**Input rows:**
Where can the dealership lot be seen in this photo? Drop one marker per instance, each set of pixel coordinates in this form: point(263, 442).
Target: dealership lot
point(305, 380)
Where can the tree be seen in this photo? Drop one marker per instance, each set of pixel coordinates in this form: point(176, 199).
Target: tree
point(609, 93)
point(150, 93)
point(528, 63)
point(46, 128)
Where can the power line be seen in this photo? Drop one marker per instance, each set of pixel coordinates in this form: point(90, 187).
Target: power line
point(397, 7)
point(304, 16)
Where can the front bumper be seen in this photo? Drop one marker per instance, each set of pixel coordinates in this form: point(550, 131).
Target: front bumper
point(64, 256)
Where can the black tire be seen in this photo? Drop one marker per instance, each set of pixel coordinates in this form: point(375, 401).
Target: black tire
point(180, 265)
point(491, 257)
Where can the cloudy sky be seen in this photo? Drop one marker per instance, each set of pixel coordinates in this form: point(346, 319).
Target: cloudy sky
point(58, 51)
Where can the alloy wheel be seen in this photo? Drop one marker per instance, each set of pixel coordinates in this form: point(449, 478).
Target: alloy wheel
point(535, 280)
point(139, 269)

**What you have to do:**
Can you rewrite every row above, swapping "marker" for "pin" and leaving everything else unchanged?

**Task result:**
Where can the dealership lot be seen in this photo? Drop one pin per instance, each set of pixel coordinates in this form: point(263, 442).
Target: dealership lot
point(305, 380)
Where can the tree be seen in this photo? Drop one pin per instance, each set of pixel coordinates in this form: point(176, 199).
Target: tree
point(609, 93)
point(150, 93)
point(528, 63)
point(46, 128)
Where can the power line be seen in this photo? Drop one pin per instance, each set of pixel coordinates in this form: point(90, 187).
Target: power line
point(397, 7)
point(304, 16)
Where can the front bumper be seen in this photo? Drop one pin per instance, each set of pixel coordinates in this form: point(550, 131).
Target: front bumper
point(64, 256)
Where can the black tire be seen in this photo? Drop one pin per instance, each set of pixel coordinates in this form: point(375, 401).
Target: black tire
point(180, 265)
point(491, 257)
Where can the cloudy sky be seen in this photo? Drop one pin per instance, each set of pixel coordinates in this form: point(346, 319).
Target: cloudy sky
point(58, 51)
Where can the alloy wheel be seen in this photo? Drop one pin per instance, each set of pixel coordinates in this form: point(449, 478).
Target: alloy wheel
point(535, 280)
point(139, 269)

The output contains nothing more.